Your instructions: Please output exactly the lines that run from the line with "Practice. Find the purple" through the final line of the data, inclusive, and nothing more.

Given data:
+ + + + + + +

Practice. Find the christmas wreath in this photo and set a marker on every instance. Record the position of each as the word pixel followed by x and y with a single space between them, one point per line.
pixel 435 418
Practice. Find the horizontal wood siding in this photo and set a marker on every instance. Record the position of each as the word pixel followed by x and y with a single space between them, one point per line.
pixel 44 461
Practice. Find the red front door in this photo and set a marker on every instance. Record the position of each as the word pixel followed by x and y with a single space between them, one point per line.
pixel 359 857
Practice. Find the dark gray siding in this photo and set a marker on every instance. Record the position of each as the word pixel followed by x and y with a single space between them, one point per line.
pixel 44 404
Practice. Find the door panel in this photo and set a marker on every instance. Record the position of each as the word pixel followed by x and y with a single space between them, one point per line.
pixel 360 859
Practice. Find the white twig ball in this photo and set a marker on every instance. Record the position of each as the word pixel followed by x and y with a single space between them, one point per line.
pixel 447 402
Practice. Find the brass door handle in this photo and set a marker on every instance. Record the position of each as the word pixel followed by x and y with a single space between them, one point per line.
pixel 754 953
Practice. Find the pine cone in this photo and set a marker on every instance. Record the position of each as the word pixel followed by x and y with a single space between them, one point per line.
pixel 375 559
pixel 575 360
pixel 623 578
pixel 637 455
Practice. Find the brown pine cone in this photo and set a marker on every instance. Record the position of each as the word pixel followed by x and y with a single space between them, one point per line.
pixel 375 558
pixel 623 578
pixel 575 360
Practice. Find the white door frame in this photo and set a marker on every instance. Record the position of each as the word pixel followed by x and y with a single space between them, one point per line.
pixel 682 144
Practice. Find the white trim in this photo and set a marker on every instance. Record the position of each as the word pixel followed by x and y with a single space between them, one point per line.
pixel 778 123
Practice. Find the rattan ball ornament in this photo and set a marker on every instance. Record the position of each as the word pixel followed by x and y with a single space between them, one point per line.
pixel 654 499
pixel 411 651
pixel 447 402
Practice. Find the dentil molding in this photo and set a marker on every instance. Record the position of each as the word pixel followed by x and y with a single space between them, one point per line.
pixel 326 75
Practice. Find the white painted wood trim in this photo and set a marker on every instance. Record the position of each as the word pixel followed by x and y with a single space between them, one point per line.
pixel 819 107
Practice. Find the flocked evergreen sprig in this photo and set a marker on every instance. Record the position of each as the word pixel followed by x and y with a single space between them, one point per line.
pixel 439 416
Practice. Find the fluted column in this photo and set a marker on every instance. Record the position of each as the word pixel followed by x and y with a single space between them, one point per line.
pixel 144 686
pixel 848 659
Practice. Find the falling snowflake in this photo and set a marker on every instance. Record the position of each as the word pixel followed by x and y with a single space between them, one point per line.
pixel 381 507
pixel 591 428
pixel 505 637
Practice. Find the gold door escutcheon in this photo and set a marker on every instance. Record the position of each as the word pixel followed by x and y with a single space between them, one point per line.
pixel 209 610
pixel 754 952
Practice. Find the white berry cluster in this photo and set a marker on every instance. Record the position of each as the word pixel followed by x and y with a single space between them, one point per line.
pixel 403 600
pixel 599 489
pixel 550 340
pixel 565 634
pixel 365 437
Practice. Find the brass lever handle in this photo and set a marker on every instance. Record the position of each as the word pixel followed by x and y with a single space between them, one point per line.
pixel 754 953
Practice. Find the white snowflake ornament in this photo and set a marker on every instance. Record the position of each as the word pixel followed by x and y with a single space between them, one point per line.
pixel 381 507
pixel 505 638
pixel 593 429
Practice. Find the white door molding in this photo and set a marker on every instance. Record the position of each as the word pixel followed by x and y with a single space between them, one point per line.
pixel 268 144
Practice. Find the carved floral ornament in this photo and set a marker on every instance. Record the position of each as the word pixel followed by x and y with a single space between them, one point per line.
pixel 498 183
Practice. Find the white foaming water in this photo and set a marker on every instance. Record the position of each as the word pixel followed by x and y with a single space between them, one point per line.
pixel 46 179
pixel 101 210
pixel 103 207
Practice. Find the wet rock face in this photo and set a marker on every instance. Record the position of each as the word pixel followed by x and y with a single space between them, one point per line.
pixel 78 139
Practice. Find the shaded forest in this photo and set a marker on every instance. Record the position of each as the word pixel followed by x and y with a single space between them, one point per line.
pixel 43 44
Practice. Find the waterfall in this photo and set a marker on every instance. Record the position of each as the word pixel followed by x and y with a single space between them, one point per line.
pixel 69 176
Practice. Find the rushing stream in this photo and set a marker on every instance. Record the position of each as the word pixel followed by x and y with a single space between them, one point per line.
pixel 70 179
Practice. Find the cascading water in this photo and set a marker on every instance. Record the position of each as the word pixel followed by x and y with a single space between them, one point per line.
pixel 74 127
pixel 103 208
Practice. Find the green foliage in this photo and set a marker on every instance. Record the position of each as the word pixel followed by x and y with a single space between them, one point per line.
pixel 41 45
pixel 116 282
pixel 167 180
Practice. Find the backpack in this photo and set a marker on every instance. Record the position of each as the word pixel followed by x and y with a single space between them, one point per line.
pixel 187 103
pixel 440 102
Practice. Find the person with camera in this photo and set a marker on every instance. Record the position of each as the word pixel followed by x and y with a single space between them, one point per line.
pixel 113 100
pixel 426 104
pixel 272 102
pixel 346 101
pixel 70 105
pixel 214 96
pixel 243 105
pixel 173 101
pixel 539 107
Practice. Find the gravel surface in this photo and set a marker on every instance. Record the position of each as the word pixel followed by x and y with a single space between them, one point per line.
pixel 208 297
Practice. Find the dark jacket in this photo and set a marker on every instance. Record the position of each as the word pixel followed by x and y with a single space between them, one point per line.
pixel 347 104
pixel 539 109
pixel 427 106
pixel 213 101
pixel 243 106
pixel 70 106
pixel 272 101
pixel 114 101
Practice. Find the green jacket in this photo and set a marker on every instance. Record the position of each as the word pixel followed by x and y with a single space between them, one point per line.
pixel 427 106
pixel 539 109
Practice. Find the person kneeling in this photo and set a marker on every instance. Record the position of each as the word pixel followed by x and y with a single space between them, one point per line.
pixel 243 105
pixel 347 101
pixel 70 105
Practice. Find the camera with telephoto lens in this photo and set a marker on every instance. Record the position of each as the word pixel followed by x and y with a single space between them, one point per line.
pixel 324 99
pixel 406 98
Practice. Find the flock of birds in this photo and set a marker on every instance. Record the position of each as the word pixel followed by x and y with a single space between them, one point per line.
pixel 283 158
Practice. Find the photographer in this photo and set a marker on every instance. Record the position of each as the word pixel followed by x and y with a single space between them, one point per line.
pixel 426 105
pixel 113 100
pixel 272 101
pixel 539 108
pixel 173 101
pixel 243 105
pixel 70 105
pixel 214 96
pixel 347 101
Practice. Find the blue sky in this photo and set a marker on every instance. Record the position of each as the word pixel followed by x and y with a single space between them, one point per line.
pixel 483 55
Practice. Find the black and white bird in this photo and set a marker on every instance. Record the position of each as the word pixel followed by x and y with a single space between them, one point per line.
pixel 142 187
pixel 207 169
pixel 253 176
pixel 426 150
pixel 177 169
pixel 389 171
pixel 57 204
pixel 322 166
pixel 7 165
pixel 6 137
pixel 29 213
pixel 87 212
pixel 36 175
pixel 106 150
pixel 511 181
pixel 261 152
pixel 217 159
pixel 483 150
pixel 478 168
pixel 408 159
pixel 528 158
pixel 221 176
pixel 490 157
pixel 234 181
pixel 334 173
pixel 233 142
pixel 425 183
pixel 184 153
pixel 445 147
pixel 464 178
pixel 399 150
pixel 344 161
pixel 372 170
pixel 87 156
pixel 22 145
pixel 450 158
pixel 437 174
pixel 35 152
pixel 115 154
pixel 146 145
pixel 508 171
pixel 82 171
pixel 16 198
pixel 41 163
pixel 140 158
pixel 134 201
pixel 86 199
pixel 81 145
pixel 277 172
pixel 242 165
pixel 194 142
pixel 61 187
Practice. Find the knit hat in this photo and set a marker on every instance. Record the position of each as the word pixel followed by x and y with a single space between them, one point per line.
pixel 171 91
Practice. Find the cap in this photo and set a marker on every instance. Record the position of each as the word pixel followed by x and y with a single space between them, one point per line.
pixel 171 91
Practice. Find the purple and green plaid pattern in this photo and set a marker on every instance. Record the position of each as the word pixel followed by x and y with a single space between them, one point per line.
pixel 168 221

+ + + + + + +

Answer space:
Practice. Find the purple and green plaid pattern in this photo and set a marker on every instance. Record the position of each as the word pixel followed by x and y with a single space between them, one point per line.
pixel 168 221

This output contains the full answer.